__SUPPLIED TEXT__.
══════════

The manufacturing industry has invested heavily in cybersecurity the last few years, however, manufacturers still seem to be unsure how well they are protected, according to Deloitte’s Center for Industry Insights. This is likely due to the fact that manufacturers are hit hard with cyber attacks on a daily basis and in many cases don’t even know if the attacks are successful. Ericka Chickowski from Dark Reading writes, “…during the first half of 2018 manufacturing firms had the highest level of reconnaissance activity per 10,000 machines of any other industry. This kind of behavior typically shows that attackers are mapping out the network looking for critical assets.”

According to Proofpoint’s Human Factor report, manufacturing is one of the most phished industries, and data from Symantec’s 2018 Internet Security Threat Report (ISTR) supports this;

  • One in 384 emails sent to manufacturing employees contained malware
  • One in 3,988 emails was a phishing attempt
  • One out of every 41 manufacturing employees were sent a phishing attack

The ISTR also states that spear-phishing emails are by far the most widely used infection vector as they are used by 71% of the attackers.

With attack rates such as these it’s no wonder that 25% of the companies in the Sikich 2017 Manufacturing Report had a cybersecurity incident in the last 12 months and only 8.5% are ready to address cybersecurity.

Hackers know the week spots within any organization, the employees, and take advantage of this by sending phishing and spear phishing attacks that are difficult for employees to identify as a threat.

══════════

__MATERIAL SUPPLIED__.
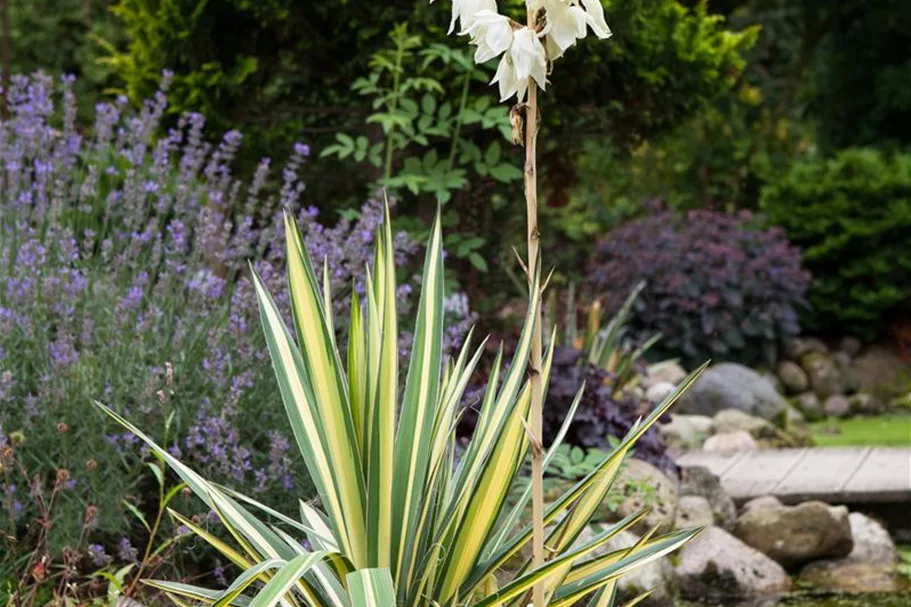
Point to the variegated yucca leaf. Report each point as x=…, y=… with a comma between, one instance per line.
x=404, y=521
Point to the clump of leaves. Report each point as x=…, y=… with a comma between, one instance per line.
x=851, y=214
x=605, y=412
x=719, y=285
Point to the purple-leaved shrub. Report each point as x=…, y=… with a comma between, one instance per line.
x=719, y=286
x=123, y=278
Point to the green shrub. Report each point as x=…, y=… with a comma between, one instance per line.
x=852, y=216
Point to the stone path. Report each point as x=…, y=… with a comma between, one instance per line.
x=843, y=475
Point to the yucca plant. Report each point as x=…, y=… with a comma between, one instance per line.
x=607, y=345
x=403, y=521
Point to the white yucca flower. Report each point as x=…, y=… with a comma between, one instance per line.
x=491, y=32
x=526, y=59
x=524, y=55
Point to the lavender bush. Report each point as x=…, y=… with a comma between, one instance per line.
x=718, y=285
x=123, y=252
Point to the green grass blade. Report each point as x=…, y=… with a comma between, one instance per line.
x=371, y=588
x=324, y=432
x=284, y=581
x=414, y=442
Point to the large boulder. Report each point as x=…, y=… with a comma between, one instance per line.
x=837, y=405
x=863, y=404
x=732, y=420
x=732, y=386
x=658, y=574
x=870, y=567
x=792, y=377
x=734, y=441
x=797, y=535
x=699, y=481
x=758, y=503
x=824, y=373
x=882, y=373
x=717, y=567
x=661, y=498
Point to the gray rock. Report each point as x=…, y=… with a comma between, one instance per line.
x=872, y=543
x=837, y=405
x=810, y=405
x=717, y=567
x=850, y=346
x=803, y=345
x=658, y=574
x=699, y=481
x=694, y=511
x=797, y=535
x=824, y=373
x=686, y=431
x=882, y=373
x=792, y=377
x=731, y=420
x=656, y=393
x=734, y=441
x=669, y=372
x=871, y=566
x=758, y=503
x=849, y=577
x=662, y=498
x=732, y=386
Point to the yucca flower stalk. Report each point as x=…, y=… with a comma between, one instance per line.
x=401, y=521
x=525, y=64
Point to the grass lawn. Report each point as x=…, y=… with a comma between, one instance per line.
x=892, y=430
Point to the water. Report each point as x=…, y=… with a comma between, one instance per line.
x=829, y=600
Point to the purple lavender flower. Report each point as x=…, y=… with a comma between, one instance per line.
x=126, y=552
x=127, y=249
x=98, y=556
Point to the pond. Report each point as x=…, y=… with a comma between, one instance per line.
x=809, y=600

══════════

__WORK REQUEST 1__.
In the manufacturing cybersecurity text, rewrite the passage from "With attack rates" to "as a threat.", changing "Hackers" to "Attackers".
__WORK REQUEST 2__.
Answer these from the manufacturing cybersecurity text:
(a) According to Symantec's 2018 report, one in how many emails sent to manufacturing employees contained malware?
(b) What percentage of attackers use spear-phishing emails, according to the ISTR?
(c) What share of companies in the Sikich 2017 Manufacturing Report had a cybersecurity incident in the last 12 months?

__SOLUTION 1__.
With attack rates such as these it’s no wonder that 25% of the companies in the Sikich 2017 Manufacturing Report had a cybersecurity incident in the last 12 months and only 8.5% are ready to address cybersecurity.

Attackers know the week spots within any organization, the employees, and take advantage of this by sending phishing and spear phishing attacks that are difficult for employees to identify as a threat.

__SOLUTION 2__.
(a) One in 384
(b) 71%
(c) 25%